Data shown:
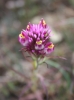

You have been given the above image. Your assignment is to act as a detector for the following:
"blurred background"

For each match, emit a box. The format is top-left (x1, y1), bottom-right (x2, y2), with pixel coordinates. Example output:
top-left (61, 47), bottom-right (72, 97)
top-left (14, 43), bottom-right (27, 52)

top-left (0, 0), bottom-right (74, 100)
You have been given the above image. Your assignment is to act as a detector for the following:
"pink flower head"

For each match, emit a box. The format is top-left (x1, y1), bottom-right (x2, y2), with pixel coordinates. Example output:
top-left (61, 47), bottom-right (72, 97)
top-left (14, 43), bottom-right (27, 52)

top-left (19, 19), bottom-right (54, 56)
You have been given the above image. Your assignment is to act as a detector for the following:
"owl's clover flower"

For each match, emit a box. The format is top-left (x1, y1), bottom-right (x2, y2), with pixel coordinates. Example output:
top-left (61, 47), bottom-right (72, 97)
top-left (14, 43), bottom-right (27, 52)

top-left (19, 19), bottom-right (54, 68)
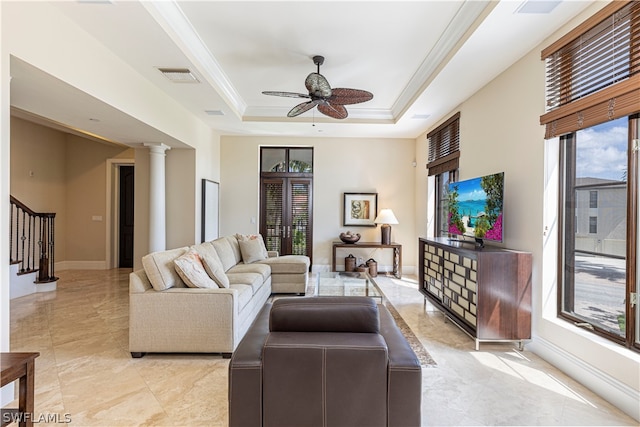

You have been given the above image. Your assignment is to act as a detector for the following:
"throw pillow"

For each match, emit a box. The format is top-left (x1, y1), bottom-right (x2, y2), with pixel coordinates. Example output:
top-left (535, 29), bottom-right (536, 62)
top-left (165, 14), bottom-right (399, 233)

top-left (200, 243), bottom-right (229, 288)
top-left (236, 234), bottom-right (269, 263)
top-left (173, 249), bottom-right (218, 288)
top-left (238, 239), bottom-right (267, 264)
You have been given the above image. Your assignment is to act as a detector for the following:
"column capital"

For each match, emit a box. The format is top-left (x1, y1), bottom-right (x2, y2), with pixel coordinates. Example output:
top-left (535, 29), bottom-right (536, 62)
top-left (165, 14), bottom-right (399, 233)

top-left (142, 142), bottom-right (171, 154)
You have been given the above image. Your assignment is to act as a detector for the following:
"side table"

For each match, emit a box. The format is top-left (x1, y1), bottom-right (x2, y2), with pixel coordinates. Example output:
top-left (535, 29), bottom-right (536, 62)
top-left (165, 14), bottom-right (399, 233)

top-left (0, 353), bottom-right (40, 427)
top-left (331, 241), bottom-right (402, 279)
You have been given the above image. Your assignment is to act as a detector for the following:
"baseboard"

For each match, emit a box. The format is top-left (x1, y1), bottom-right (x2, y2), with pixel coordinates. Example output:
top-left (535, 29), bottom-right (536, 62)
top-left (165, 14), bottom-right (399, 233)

top-left (55, 261), bottom-right (107, 271)
top-left (527, 337), bottom-right (640, 421)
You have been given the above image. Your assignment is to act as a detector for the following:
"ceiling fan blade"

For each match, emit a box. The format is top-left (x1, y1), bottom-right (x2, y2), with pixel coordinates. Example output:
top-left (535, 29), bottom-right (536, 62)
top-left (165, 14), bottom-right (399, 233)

top-left (329, 88), bottom-right (373, 105)
top-left (287, 101), bottom-right (320, 117)
top-left (318, 102), bottom-right (349, 119)
top-left (262, 90), bottom-right (311, 98)
top-left (304, 73), bottom-right (331, 99)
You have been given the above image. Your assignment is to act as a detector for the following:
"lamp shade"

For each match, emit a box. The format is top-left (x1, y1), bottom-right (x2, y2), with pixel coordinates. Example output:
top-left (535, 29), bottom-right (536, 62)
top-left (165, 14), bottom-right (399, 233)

top-left (373, 209), bottom-right (398, 224)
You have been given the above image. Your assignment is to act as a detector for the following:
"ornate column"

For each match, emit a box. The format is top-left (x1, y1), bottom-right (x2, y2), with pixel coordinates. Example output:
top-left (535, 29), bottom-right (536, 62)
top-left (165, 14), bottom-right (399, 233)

top-left (144, 143), bottom-right (171, 252)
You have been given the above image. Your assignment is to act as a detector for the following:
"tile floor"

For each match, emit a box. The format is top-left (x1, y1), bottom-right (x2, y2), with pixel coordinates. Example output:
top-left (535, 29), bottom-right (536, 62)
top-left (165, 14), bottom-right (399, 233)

top-left (11, 269), bottom-right (638, 427)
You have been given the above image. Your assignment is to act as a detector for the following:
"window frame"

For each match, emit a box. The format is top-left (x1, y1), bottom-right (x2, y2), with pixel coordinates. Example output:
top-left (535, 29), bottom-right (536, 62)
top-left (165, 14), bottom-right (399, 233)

top-left (557, 114), bottom-right (640, 352)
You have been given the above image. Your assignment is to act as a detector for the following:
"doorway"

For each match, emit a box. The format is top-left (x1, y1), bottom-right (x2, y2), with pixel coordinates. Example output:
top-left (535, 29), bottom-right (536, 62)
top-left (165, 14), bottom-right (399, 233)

top-left (260, 147), bottom-right (313, 259)
top-left (118, 165), bottom-right (135, 268)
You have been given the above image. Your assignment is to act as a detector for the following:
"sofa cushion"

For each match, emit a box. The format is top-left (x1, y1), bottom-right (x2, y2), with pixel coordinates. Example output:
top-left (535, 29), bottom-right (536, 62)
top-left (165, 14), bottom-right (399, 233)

top-left (227, 271), bottom-right (264, 295)
top-left (260, 255), bottom-right (311, 274)
top-left (142, 247), bottom-right (189, 291)
top-left (211, 237), bottom-right (238, 271)
top-left (230, 285), bottom-right (253, 313)
top-left (228, 263), bottom-right (271, 280)
top-left (194, 242), bottom-right (229, 288)
top-left (173, 248), bottom-right (218, 288)
top-left (238, 239), bottom-right (267, 264)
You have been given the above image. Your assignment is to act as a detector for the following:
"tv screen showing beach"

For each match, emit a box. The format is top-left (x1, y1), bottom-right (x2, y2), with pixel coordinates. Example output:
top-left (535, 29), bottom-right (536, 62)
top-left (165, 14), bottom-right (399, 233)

top-left (447, 172), bottom-right (504, 242)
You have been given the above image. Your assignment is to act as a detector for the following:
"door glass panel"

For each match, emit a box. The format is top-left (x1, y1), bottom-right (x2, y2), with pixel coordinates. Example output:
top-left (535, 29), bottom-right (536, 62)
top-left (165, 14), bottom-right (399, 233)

top-left (435, 171), bottom-right (455, 237)
top-left (564, 117), bottom-right (628, 337)
top-left (260, 148), bottom-right (287, 172)
top-left (289, 148), bottom-right (313, 173)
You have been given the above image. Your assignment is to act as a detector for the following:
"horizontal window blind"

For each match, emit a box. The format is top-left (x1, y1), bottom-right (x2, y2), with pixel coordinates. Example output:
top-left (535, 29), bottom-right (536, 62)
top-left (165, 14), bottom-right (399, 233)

top-left (427, 113), bottom-right (460, 175)
top-left (540, 1), bottom-right (640, 138)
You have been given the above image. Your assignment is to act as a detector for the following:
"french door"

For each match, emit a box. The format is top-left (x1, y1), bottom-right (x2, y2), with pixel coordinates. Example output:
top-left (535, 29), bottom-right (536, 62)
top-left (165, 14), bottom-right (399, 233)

top-left (260, 147), bottom-right (313, 258)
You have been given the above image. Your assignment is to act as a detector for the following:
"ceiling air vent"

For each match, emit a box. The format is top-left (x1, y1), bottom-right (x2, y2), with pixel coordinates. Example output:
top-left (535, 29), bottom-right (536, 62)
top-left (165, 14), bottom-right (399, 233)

top-left (158, 68), bottom-right (200, 83)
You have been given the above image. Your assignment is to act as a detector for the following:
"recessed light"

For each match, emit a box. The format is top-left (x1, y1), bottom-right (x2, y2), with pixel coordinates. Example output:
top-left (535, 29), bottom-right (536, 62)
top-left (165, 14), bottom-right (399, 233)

top-left (515, 0), bottom-right (562, 14)
top-left (158, 68), bottom-right (200, 83)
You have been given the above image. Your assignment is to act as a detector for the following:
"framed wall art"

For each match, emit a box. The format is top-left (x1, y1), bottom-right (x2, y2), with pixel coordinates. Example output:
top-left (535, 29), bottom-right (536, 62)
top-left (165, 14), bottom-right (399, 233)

top-left (343, 193), bottom-right (378, 227)
top-left (201, 179), bottom-right (220, 242)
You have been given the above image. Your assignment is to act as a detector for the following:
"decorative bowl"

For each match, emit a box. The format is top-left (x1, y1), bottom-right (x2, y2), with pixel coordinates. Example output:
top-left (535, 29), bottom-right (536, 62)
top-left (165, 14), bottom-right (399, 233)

top-left (340, 231), bottom-right (360, 243)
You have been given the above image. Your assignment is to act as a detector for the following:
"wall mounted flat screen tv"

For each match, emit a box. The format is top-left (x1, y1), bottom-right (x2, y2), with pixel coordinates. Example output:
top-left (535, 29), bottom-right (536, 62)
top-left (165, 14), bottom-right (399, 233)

top-left (447, 172), bottom-right (504, 246)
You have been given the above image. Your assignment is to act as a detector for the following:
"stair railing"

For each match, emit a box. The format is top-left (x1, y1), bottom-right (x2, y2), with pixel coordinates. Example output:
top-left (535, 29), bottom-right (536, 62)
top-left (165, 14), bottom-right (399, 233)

top-left (9, 196), bottom-right (58, 283)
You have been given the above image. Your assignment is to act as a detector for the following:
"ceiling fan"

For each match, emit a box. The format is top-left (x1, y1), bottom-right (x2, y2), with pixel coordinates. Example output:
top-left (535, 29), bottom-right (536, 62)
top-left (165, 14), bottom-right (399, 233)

top-left (262, 56), bottom-right (373, 119)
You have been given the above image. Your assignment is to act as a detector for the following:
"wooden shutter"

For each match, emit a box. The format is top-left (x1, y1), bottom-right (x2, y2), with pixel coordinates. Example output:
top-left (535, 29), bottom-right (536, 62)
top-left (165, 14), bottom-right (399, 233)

top-left (290, 179), bottom-right (311, 255)
top-left (427, 113), bottom-right (460, 175)
top-left (261, 179), bottom-right (284, 253)
top-left (540, 1), bottom-right (640, 138)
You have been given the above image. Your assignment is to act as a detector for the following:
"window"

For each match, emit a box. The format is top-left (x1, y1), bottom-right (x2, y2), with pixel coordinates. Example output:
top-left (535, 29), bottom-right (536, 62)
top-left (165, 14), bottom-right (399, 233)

top-left (540, 1), bottom-right (640, 350)
top-left (427, 113), bottom-right (460, 236)
top-left (560, 117), bottom-right (630, 339)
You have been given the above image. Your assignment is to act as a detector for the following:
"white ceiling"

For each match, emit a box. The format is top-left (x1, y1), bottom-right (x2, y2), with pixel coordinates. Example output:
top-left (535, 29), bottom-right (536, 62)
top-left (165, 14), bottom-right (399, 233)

top-left (11, 0), bottom-right (591, 146)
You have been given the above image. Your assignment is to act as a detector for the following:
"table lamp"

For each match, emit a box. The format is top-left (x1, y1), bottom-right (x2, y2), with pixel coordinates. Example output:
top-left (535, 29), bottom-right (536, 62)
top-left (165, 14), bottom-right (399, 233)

top-left (373, 209), bottom-right (398, 245)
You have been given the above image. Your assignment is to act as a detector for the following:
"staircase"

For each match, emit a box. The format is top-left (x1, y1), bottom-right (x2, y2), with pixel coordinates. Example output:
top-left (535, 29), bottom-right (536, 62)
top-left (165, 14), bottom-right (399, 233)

top-left (9, 196), bottom-right (58, 299)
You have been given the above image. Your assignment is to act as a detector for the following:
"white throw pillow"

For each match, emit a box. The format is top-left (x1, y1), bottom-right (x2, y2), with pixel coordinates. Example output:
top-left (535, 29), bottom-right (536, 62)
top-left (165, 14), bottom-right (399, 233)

top-left (173, 249), bottom-right (218, 288)
top-left (238, 239), bottom-right (267, 264)
top-left (142, 247), bottom-right (189, 291)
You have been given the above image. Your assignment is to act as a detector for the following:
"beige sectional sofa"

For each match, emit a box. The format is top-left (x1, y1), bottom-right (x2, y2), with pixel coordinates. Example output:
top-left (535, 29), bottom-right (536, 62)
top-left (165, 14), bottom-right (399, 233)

top-left (129, 235), bottom-right (310, 357)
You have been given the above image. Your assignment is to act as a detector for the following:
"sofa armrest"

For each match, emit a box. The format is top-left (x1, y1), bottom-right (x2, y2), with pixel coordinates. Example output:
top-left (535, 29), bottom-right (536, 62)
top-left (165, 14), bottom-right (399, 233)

top-left (129, 279), bottom-right (240, 353)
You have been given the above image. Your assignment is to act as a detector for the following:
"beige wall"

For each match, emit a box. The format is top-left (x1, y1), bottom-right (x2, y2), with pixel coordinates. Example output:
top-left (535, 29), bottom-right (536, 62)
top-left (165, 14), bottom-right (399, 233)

top-left (10, 118), bottom-right (67, 261)
top-left (220, 136), bottom-right (417, 273)
top-left (416, 3), bottom-right (640, 419)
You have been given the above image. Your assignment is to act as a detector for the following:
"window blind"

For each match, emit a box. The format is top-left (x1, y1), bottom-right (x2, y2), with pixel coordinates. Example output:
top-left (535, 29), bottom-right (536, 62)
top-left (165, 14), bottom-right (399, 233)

top-left (540, 0), bottom-right (640, 138)
top-left (427, 113), bottom-right (460, 176)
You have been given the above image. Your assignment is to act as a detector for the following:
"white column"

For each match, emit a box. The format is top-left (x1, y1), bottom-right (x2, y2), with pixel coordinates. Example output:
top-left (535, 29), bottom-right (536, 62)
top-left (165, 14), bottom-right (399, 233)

top-left (144, 143), bottom-right (171, 252)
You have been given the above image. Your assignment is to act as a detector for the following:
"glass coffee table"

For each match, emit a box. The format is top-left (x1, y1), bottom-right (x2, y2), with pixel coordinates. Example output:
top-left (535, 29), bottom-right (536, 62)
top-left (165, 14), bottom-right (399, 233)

top-left (316, 271), bottom-right (384, 304)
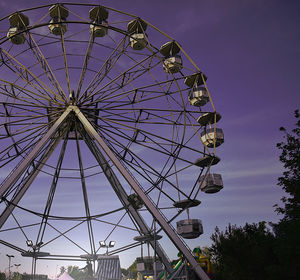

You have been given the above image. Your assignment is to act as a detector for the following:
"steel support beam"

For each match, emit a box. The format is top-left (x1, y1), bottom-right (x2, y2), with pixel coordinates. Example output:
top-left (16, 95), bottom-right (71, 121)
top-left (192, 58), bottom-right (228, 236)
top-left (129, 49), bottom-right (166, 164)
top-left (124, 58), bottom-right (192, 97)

top-left (70, 106), bottom-right (209, 280)
top-left (0, 106), bottom-right (72, 198)
top-left (0, 137), bottom-right (61, 228)
top-left (82, 126), bottom-right (173, 273)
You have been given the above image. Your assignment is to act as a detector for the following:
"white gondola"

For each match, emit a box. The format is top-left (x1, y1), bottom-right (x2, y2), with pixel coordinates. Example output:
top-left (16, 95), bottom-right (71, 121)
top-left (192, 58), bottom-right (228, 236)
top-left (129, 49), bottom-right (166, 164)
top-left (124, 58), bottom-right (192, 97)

top-left (188, 86), bottom-right (209, 107)
top-left (127, 19), bottom-right (148, 50)
top-left (136, 256), bottom-right (163, 276)
top-left (176, 219), bottom-right (203, 239)
top-left (129, 33), bottom-right (148, 51)
top-left (200, 127), bottom-right (224, 148)
top-left (48, 17), bottom-right (68, 36)
top-left (197, 112), bottom-right (222, 126)
top-left (194, 155), bottom-right (221, 168)
top-left (163, 55), bottom-right (182, 74)
top-left (128, 193), bottom-right (144, 209)
top-left (6, 13), bottom-right (29, 45)
top-left (7, 27), bottom-right (26, 45)
top-left (90, 22), bottom-right (108, 37)
top-left (89, 6), bottom-right (108, 37)
top-left (199, 174), bottom-right (223, 193)
top-left (48, 4), bottom-right (69, 36)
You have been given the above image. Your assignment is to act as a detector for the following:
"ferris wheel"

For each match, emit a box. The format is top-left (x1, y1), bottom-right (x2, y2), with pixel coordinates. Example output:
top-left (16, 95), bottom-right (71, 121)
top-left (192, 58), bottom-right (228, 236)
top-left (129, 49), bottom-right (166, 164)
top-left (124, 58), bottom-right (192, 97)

top-left (0, 3), bottom-right (224, 279)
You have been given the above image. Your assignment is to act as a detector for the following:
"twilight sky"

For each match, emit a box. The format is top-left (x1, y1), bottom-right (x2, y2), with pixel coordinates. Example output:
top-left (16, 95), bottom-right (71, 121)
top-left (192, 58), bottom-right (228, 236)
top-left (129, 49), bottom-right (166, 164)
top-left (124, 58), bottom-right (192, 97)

top-left (0, 0), bottom-right (300, 276)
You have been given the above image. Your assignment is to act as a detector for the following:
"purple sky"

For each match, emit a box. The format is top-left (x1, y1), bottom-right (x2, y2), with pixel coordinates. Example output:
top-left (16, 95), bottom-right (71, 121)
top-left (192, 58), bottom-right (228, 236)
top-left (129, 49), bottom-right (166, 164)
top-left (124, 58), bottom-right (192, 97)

top-left (0, 0), bottom-right (300, 276)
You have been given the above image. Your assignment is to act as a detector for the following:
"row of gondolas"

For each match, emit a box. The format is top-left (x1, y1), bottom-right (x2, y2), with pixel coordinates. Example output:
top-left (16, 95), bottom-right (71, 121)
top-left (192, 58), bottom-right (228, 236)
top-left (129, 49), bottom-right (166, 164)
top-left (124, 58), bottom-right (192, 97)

top-left (7, 4), bottom-right (224, 239)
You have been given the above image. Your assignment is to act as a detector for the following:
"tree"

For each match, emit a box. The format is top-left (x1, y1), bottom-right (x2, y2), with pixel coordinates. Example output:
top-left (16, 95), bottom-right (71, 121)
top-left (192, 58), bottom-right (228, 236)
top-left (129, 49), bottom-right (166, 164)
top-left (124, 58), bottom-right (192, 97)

top-left (209, 222), bottom-right (277, 280)
top-left (0, 272), bottom-right (6, 280)
top-left (273, 110), bottom-right (300, 279)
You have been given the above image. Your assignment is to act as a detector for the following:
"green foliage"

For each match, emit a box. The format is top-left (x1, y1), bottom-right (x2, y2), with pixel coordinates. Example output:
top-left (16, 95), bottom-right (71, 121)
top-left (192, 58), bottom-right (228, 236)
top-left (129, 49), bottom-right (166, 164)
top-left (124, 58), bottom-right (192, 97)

top-left (276, 110), bottom-right (300, 220)
top-left (273, 110), bottom-right (300, 279)
top-left (209, 110), bottom-right (300, 280)
top-left (209, 222), bottom-right (277, 280)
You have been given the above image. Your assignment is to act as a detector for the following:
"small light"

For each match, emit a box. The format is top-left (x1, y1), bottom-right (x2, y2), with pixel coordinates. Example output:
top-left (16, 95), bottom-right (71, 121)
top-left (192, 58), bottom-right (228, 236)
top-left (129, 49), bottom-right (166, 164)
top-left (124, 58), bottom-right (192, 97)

top-left (99, 241), bottom-right (106, 247)
top-left (108, 241), bottom-right (116, 248)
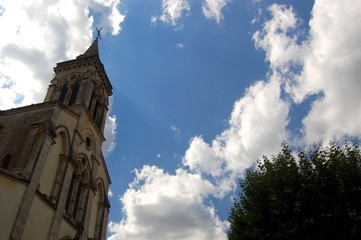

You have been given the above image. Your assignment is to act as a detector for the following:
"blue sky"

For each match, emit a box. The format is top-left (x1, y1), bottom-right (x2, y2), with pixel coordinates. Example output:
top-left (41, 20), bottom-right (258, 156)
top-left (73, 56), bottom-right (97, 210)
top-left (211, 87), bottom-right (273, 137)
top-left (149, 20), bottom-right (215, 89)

top-left (0, 0), bottom-right (361, 240)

Exercise instructions: Reproduce the material from its beginning through the line containing "top-left (0, 0), bottom-right (74, 100)", both ends included, swapping "detector" for "locator" and leaving everything else unchanged. Leave the pictures out.

Output:
You have been given the above image. Your assignment is to act as a locator for the following:
"blurred background"

For each match, emit a box. The format is top-left (x1, y1), bottom-right (x2, y2), with pixel coordinates. Example output:
top-left (61, 47), bottom-right (72, 97)
top-left (14, 43), bottom-right (27, 52)

top-left (0, 0), bottom-right (74, 100)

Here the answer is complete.